### Supplied entries
▬▬▬
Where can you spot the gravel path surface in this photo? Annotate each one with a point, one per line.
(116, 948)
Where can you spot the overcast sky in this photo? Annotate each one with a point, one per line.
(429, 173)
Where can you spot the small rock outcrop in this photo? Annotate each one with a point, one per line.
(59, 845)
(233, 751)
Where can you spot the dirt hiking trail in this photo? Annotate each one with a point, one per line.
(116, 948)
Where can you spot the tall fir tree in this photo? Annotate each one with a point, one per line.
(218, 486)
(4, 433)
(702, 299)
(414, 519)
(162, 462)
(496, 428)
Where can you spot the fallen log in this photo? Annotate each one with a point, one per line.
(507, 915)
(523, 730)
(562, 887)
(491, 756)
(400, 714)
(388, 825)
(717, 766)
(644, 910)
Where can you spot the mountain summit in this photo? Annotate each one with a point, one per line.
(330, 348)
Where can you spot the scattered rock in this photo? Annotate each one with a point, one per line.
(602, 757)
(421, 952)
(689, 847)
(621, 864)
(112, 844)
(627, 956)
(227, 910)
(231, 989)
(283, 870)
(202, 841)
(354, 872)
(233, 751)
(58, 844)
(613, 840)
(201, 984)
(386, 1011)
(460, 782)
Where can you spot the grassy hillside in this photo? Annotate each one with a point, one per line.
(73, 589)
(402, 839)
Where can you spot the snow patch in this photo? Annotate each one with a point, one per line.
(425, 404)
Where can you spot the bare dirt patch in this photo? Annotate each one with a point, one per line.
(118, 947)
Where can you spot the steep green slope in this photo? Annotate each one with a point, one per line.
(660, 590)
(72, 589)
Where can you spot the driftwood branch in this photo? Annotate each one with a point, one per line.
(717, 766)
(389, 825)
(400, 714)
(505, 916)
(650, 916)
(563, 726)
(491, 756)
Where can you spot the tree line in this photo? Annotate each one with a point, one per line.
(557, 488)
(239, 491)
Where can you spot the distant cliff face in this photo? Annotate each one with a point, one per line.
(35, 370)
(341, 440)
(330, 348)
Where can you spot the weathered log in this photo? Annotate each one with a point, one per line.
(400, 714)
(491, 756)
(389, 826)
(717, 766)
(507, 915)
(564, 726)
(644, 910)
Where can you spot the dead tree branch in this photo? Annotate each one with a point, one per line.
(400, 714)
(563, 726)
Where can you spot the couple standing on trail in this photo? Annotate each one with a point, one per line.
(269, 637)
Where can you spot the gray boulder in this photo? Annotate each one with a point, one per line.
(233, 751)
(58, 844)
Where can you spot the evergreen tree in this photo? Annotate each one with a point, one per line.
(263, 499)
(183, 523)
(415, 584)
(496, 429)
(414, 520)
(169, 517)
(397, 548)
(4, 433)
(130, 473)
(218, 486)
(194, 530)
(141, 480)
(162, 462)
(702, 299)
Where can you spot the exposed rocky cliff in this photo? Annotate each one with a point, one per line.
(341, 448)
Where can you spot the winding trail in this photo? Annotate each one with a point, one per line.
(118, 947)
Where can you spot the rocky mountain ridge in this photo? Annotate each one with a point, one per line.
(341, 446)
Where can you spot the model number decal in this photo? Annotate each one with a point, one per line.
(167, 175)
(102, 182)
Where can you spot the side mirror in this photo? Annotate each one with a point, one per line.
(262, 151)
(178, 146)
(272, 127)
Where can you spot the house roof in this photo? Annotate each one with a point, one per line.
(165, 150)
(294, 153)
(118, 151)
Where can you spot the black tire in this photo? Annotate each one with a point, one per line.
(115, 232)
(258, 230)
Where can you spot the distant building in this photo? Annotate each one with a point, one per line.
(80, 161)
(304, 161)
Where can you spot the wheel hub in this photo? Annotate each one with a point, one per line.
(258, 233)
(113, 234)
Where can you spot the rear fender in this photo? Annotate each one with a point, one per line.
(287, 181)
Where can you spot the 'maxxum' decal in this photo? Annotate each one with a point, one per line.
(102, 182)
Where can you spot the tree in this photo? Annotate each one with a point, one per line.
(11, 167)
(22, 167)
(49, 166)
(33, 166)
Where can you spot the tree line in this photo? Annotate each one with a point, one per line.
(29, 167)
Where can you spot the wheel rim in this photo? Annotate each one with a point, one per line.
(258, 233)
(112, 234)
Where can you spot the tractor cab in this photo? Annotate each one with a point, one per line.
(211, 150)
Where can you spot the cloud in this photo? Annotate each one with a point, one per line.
▬▬▬
### What this task involves
From the records above, extract everything verbatim.

### Expected output
Where can you spot the gravel path surface in this photo? Annotate each one with a point, one per line.
(116, 948)
Where can you spot the overcast sky in this photo? Annotate each one with a point, one per line.
(429, 173)
Where can you spot the small rock outcrop in this photo? Annotate each one with a point, one per line.
(59, 845)
(233, 751)
Where can you spot the dirt hiking trail in this photo? Annotate each one with a point, one per line.
(116, 948)
Where can you spot the tall fir tree in this photo? Annotate each one with a point, one per line.
(218, 486)
(4, 433)
(702, 299)
(414, 519)
(162, 462)
(496, 428)
Where can you spot the fallen log in this photo? Annotate each one with a point, one per line.
(507, 915)
(523, 730)
(562, 887)
(491, 756)
(400, 714)
(388, 825)
(717, 766)
(644, 910)
Where can you spot the mountain summit in this photo? Annotate each one with a point, one per line.
(330, 348)
Where can you spot the scattered rock in this photo? Annotate each one with a point, one per line.
(602, 757)
(421, 952)
(689, 847)
(621, 864)
(112, 844)
(627, 956)
(227, 910)
(231, 989)
(283, 870)
(202, 841)
(354, 872)
(233, 751)
(58, 844)
(613, 840)
(201, 984)
(386, 1011)
(460, 782)
Where can you spot the grassy hillside in this photo? Annotate each one with a point, one per line.
(73, 589)
(402, 839)
Where can you spot the snow patch in this photo? Annotate each one with a point, one per line.
(425, 404)
Where can you spot the bare dirt patch in this photo? Annotate each one with a point, one per line.
(118, 947)
Where can you spot the steep green slope in this photo? Annotate each one with a point, one per line.
(660, 590)
(72, 589)
Where can you spot the driftwood branch in this photo? Annotate each one with a point, one per line.
(717, 766)
(389, 825)
(400, 714)
(505, 916)
(650, 916)
(563, 726)
(491, 756)
Where can you spot the tree line in this photo? Annotate each one with a point, one per line.
(557, 488)
(239, 491)
Where can you spot the distant cliff face in this photo? Annotate each one with a point, one per line.
(35, 370)
(341, 440)
(330, 348)
Where can you spot the weathered log in this photo? Annotate each one with a point, one per line.
(400, 714)
(491, 756)
(389, 826)
(717, 766)
(507, 915)
(564, 726)
(644, 910)
Where can you spot the dead tree branch in this photo? Annotate each one with a point, one per line.
(400, 714)
(563, 726)
Where can you spot the couple standing on trail in this photo? Annotate each one with a point, one per line.
(269, 637)
Where can you spot the gray boulder in this photo? Annotate each one with a point, one per line.
(233, 751)
(58, 844)
Where can you spot the evergreen tree in this photo? Annotate each one with a point, one per line.
(263, 499)
(183, 523)
(415, 584)
(496, 429)
(414, 520)
(169, 517)
(397, 548)
(4, 433)
(130, 473)
(218, 486)
(194, 530)
(141, 480)
(162, 462)
(702, 299)
Where can you spot the exposed rocky cliff in this photo? Annotate each one with a point, one per line.
(341, 448)
Where can you spot the winding trail in this photo? Annotate each one with a point, one per line.
(118, 947)
Where can you spot the rocky mountain ridge in this photo? Annotate each one with a point, one per line.
(341, 446)
Where can you spot the model number decal in this photo? Annotate each one with a point, one per line.
(167, 175)
(102, 182)
Where can you spot the side mirror in this photo? Annotate each one with a point, one per line.
(262, 151)
(178, 146)
(272, 127)
Where can you spot the house roof in this photo? Annotate each one with a point, one per line.
(165, 150)
(294, 153)
(118, 151)
Where can you spot the black tire in this photo? Annotate each one with a point, one per line.
(115, 232)
(258, 230)
Where can you spot the distant building in this photo? Annotate each one with a point, one per line.
(80, 161)
(304, 161)
Where can you spot the wheel hub in this photo? Annotate each one with a point, one per line.
(258, 233)
(113, 234)
Where can you spot the rear fender in this photo? Annotate each one with a point, one per line.
(287, 181)
Where can you spot the 'maxxum' decal in this photo? Annotate each one with a point, one per line.
(102, 182)
Where can you spot the tree in this photo? Annotate each one with a point, one per line.
(11, 167)
(22, 167)
(49, 166)
(33, 166)
Where can you spot the tree line in this photo? Annotate each one with a point, one per line.
(29, 167)
Where can you spot the wheel rim in this photo? Annotate each one with a point, one per line.
(258, 233)
(112, 234)
Where can you spot the tractor cab in this photo? Annotate each one with a point, one per line.
(211, 150)
Where can you spot the cloud in this photo? Annotate each one with a point, one per line.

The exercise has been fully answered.